What is needed - Copy word for word every line of the listing between the line holding "If you could mark the orange post" and the line holding "(1090, 389)", inclusive.

------ Data for this exercise ------

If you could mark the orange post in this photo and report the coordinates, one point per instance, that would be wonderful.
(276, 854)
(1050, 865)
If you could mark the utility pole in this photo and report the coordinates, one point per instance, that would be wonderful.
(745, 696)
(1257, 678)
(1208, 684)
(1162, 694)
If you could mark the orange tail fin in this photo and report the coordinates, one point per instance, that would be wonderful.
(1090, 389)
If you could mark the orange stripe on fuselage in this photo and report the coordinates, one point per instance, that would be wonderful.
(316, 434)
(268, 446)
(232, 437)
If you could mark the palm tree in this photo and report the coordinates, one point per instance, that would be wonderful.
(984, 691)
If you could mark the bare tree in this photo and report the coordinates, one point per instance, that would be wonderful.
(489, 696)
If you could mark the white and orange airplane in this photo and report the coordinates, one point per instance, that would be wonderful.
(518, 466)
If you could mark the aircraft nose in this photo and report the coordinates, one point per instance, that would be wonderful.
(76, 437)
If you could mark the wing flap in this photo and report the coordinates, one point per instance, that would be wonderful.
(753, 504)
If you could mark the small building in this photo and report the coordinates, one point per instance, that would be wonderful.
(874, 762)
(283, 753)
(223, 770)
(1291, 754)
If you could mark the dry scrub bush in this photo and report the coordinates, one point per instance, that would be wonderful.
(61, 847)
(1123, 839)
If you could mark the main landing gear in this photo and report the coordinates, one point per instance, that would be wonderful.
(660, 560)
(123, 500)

------
------ Data for this exercise ------

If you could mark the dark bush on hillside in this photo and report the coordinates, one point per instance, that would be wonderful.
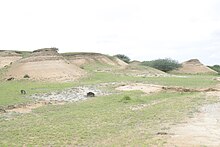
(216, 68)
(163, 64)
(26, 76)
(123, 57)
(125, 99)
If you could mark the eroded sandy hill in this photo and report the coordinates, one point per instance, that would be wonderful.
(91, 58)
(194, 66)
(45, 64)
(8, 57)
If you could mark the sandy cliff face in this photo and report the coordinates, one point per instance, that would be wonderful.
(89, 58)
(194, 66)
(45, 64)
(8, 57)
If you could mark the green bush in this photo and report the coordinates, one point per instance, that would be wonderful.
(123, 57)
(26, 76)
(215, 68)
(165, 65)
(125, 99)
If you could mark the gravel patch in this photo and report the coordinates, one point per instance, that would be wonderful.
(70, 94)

------

Reply -
If you could mark the orange post in this photo and report the coordinates, one point per instance, that would be wonderful.
(276, 854)
(1050, 865)
If you could mark the utility pole in this photo and report the coordinates, one point per instance, that would be wonderful.
(745, 696)
(1257, 678)
(1208, 684)
(1162, 694)
If you could mark the orange tail fin in this photo and report the coordinates, one point per instance, that would be wonderful.
(1090, 389)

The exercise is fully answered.